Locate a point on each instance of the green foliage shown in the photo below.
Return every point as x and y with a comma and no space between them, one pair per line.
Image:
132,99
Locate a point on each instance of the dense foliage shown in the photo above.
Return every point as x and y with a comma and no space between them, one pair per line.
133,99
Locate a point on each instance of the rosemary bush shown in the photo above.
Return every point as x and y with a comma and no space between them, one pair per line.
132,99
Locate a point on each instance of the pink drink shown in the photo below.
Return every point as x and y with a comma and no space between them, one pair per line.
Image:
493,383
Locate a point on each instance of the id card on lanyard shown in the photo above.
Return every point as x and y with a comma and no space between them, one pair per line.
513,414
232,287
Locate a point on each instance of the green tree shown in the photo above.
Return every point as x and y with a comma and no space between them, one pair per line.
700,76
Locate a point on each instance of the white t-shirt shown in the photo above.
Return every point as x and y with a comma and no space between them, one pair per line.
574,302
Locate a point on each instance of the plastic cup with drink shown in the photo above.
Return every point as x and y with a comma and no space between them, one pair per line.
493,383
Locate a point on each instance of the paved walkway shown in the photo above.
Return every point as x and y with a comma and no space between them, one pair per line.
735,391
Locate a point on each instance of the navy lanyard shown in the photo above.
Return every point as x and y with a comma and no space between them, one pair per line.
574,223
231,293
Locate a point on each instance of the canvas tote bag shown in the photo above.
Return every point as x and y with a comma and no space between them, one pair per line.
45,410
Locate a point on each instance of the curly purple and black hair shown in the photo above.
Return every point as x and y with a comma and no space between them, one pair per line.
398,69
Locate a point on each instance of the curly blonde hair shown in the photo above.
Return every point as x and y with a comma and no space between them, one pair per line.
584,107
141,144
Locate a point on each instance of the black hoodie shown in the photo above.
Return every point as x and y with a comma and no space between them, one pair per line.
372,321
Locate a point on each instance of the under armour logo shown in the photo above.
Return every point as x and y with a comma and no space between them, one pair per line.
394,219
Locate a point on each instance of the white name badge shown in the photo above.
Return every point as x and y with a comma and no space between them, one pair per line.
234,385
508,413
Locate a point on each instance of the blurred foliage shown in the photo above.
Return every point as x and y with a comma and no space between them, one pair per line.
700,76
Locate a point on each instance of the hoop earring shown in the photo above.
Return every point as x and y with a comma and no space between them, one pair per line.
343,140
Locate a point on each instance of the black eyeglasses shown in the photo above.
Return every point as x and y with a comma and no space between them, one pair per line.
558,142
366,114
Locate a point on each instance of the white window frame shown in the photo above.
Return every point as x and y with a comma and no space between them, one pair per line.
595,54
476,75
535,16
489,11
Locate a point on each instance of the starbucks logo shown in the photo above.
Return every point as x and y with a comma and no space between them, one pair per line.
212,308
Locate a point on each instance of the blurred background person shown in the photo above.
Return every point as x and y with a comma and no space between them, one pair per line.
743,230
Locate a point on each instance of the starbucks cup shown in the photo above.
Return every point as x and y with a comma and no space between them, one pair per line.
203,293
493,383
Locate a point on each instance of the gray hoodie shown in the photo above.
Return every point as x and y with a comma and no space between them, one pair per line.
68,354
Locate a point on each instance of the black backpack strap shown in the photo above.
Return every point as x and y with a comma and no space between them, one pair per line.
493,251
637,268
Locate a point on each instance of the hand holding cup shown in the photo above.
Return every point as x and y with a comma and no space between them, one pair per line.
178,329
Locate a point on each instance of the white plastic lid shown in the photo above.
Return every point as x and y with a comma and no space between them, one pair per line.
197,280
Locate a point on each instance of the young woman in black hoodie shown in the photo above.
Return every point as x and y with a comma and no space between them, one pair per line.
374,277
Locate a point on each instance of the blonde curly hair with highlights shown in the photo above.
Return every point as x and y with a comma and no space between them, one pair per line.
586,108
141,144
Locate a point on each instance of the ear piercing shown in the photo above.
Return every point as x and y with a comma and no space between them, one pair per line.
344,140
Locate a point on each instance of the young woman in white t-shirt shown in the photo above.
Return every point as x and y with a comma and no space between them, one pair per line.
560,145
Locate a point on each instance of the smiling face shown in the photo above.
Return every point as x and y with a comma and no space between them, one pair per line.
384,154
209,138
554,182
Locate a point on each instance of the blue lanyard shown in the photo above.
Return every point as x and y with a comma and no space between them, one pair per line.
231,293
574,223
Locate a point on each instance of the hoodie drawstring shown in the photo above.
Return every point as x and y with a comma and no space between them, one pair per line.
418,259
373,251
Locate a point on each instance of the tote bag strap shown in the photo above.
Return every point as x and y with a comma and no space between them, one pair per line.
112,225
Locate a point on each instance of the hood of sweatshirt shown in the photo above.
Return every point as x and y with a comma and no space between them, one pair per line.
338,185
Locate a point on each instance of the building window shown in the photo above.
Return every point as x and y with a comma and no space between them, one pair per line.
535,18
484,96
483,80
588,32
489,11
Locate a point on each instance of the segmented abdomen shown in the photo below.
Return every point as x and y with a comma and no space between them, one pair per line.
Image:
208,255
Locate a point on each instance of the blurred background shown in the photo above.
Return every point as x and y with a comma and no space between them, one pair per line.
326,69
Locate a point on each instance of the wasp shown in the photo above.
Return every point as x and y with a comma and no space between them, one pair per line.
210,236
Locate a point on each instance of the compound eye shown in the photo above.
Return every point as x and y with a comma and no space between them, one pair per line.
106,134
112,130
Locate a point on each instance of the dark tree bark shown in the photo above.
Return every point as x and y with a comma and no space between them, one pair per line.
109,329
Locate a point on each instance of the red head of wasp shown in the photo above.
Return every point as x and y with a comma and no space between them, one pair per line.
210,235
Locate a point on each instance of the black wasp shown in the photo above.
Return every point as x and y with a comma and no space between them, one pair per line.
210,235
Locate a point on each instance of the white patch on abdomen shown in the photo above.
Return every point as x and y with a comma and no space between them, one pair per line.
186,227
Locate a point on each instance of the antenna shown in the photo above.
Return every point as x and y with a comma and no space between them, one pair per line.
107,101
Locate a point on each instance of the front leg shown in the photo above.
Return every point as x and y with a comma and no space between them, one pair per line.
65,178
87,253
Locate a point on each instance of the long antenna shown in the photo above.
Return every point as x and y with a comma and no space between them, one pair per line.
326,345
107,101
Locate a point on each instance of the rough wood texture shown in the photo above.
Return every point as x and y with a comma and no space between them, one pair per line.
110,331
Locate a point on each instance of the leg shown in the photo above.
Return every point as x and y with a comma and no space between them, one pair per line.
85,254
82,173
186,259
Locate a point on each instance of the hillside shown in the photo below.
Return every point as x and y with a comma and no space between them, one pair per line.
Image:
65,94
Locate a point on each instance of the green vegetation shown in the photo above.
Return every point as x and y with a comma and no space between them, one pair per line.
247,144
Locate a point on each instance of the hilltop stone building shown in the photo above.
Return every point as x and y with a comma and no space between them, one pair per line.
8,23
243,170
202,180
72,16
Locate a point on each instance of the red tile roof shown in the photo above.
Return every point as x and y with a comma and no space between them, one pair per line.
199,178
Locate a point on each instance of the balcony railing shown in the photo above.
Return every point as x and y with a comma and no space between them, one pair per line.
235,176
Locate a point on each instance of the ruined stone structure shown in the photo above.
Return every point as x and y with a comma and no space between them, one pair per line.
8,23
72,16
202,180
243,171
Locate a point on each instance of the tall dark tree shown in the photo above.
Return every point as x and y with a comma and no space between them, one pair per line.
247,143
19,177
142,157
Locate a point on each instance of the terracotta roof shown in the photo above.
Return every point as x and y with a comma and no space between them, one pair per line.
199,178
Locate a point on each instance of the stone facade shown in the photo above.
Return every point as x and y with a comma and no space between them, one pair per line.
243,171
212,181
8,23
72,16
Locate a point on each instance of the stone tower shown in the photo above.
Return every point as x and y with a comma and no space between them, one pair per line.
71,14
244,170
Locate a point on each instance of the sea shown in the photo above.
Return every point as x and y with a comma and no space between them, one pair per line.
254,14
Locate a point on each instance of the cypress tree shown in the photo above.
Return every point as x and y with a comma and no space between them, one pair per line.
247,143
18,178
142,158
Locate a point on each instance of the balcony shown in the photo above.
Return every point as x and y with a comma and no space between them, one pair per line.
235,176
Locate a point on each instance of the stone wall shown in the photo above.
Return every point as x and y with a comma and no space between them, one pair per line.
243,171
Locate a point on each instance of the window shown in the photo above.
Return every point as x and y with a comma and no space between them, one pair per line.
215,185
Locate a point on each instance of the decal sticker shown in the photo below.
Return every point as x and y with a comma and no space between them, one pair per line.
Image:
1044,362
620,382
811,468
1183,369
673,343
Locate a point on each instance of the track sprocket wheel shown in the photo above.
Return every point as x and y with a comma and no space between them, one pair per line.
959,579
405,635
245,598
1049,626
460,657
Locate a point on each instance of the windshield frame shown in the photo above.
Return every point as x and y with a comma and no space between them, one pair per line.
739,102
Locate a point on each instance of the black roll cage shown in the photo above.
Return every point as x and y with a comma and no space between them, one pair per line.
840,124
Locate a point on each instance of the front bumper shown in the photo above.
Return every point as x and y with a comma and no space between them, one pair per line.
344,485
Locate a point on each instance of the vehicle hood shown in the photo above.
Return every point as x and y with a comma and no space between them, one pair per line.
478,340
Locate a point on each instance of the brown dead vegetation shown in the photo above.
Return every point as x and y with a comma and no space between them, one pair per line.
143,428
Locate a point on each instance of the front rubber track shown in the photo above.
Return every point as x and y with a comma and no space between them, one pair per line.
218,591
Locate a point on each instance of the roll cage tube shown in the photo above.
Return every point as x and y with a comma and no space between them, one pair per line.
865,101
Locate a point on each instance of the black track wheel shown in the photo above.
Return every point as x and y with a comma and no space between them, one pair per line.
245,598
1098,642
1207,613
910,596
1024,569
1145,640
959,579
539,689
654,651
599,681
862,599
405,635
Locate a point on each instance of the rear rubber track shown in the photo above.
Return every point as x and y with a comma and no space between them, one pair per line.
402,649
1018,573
---+---
▸ The request
Express the stretch of the data from the line containing "Locate a point on each instance of the windshield" through the end of the data as a two-column CSV with the headers instruction and points, one row per instruction. Quote each field and replace any line breaks inside it with spaces.

▸ The output
instruction,points
"Locate a point on each instance of the windshield frame shown in the photo above. Return every point as x and y with a comma and no space between them, one pair per line.","739,102"
"Locate a point on each instance of the black roll cage shown in the photo above. Return every point as x and y with a comma and no space between them, one pair per line.","840,124"
"Locate a point on each instance of the front bumper shown in the photo above. Return every point as x and y with a comma and no space between them, one pair per line.","344,485"
"Locate a point on each instance of the vehicle hood shown in the photo above. Return every point as x and y with a comma and no space between them, one pair per line.","478,340"
"Locate a point on each instance of the brown dead vegetation shown in the photo above. Return every point as x and y with a comma and no space between them, one pair per line.","143,428"
"Locate a point on each instance of the front rubber track shown in the photo above. Return every point as x and y with a comma and no space between them, one pair per line.","218,591"
"Locate a point on each instance of the roll cage tube shown in the photo above. Return every point as x and y with a comma and no space between them, one pair per line.","865,101"
"Locate a point on each instance of the black track wheel shown in the photo above. Return every point as x and y with a comma and no space between them, one pair per line.","245,598 1098,642 1207,613 910,596 1024,569 1145,640 959,579 539,689 654,651 599,681 862,599 405,635"
"Locate a point on each instance of the rear rubber track shown in the photo above. Return every point as x and y with a comma and no space between them, one pair per line.","402,649 1018,573"